>> Start

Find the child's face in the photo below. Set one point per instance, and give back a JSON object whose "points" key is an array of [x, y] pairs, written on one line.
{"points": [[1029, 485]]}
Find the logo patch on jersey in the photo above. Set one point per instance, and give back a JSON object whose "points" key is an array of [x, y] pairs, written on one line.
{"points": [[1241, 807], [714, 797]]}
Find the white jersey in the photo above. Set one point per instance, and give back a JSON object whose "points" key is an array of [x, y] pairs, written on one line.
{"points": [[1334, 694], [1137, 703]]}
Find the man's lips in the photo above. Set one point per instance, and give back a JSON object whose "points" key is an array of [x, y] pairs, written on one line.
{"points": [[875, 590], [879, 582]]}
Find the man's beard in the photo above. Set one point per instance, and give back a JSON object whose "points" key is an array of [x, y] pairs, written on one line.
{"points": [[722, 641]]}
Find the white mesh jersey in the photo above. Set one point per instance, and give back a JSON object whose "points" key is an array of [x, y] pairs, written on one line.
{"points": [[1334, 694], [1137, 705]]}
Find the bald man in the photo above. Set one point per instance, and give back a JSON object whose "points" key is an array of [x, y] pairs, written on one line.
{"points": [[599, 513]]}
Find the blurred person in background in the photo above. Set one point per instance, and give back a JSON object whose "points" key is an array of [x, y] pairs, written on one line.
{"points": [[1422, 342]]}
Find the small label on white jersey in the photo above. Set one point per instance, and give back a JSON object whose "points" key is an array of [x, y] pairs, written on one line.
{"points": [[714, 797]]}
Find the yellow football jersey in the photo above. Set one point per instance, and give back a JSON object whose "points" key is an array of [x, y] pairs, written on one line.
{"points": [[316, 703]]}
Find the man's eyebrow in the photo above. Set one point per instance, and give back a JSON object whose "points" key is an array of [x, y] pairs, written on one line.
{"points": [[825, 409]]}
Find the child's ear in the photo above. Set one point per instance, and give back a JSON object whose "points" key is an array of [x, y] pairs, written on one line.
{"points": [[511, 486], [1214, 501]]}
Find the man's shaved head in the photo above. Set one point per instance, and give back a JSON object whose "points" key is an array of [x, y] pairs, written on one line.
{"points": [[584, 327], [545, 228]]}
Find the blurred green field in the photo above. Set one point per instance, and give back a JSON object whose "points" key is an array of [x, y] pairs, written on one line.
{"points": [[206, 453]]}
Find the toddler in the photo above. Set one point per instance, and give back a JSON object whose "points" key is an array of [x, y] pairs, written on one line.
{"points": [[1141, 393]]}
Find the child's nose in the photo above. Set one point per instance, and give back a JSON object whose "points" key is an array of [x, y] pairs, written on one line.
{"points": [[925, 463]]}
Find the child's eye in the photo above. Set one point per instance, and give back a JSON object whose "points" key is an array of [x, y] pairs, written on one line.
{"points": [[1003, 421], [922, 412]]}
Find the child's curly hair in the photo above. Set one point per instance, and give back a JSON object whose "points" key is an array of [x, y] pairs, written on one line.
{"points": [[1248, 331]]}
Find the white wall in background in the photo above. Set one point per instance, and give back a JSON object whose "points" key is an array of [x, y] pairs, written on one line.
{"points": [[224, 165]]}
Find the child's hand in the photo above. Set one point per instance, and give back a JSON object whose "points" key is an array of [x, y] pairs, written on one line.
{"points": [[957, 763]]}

>> End

■ What you should do ■
Reproduce the entire listing above verbatim, every line from first to last, without altering anything.

■ Result below ■
Find the child's face in the photo below. Set one point per instance, and give back a JSON object whose "points" key is an array of [x, y] pairs, written on one line.
{"points": [[1029, 485]]}
Find the logo patch on jersey in the photo above. Set one point per instance, and give back a JSON object whose "points" key is an array of [x, y] pairs, written on one line.
{"points": [[1241, 807], [714, 797]]}
Find the white jersey in the photo above. Set one point per instance, and give back a JSON object whose "points" key is an array of [x, y] pairs, written on one line.
{"points": [[1334, 694], [1137, 703]]}
Find the man's lips in the photo above. Set one point per instance, and give back a JSON object whose "points" key is an array of [x, y] pairs, written on one line.
{"points": [[875, 590], [879, 582]]}
Find the man's beard in the photo above. Set one point per instance, and give back a JSON object whose "points" key is an array of [x, y] pairs, written on one line.
{"points": [[722, 641]]}
Find the white mesh jersey in the photo above. Set one point per instance, and give back a JSON object whose "points" key is an array of [x, y] pairs, written on one line.
{"points": [[1334, 694], [1137, 705]]}
Find the bald man in the photo above. Set one point per instance, and give back a JSON object whose "points" key is an array of [x, y] pairs, written on one line.
{"points": [[599, 513]]}
Find the blurred person in background in the photo above. Set one point per instance, and give back a JSON object whose "points" key is an array of [x, y] pairs, written on one line.
{"points": [[1422, 342]]}
Find the small label on white jersey in the photo above. Set one point per instance, and give back a JSON object whose "points" key is an array of [x, y] pairs, written on one line.
{"points": [[714, 797]]}
Find the yellow football jersey in the photo above. Set one point per instance, and give back a JSON object whose "points" key is an array of [x, y] pairs, written on one line.
{"points": [[316, 703]]}
Find the man's eyebrow in the photo above. Set one point per instance, and give back a JSON object whose "points" key is an array of [x, y] pairs, written on one line.
{"points": [[825, 409]]}
Find the child's ear in the photo above. Set one point per instance, and give back a JSON object whose "points" key is an array of [x, y] pairs, written on one line.
{"points": [[511, 486], [1214, 501]]}
Find the man's shaved head in the photo above. Set one point per instance, and give back a JSON object whose "points" key is an array of [x, y] pairs, written on one line.
{"points": [[584, 327], [545, 228]]}
Find the blurred green field in the photo above. Set one point per instance, and give back a JSON object whose "points" key is an array of [x, y] pairs, written on one line.
{"points": [[206, 453]]}
Find the toddler in the photo above. Set one point per instance, and give back a JSON object whose "points" key is an array of [x, y] pairs, written on one line.
{"points": [[1141, 393]]}
Find the child's nose in the photo above. Set one point per instance, and give back a JSON object whose "points" key is an array of [x, y] pairs, written on one line.
{"points": [[925, 463]]}
Find the child's eye in the photo above. Set one point per instance, and give back a JSON object whose "points" key is an array of [x, y] pairs, written on one line.
{"points": [[1003, 421], [922, 412]]}
Find the child's curly hair in the photo above. Set one point per instance, and give back a JSON object whose "points" key is an array of [x, y] pairs, written on one line.
{"points": [[1248, 331]]}
Find the white wall in background in the photo above. Set one point per instance, and give back a JSON object whose "points" key is an array of [x, y] pairs, written on one line.
{"points": [[224, 165]]}
Find the child's hand in the photo above. Set one point per instance, and give back a JSON object whose "points" key is an array of [x, y] pairs, written on one line.
{"points": [[957, 763]]}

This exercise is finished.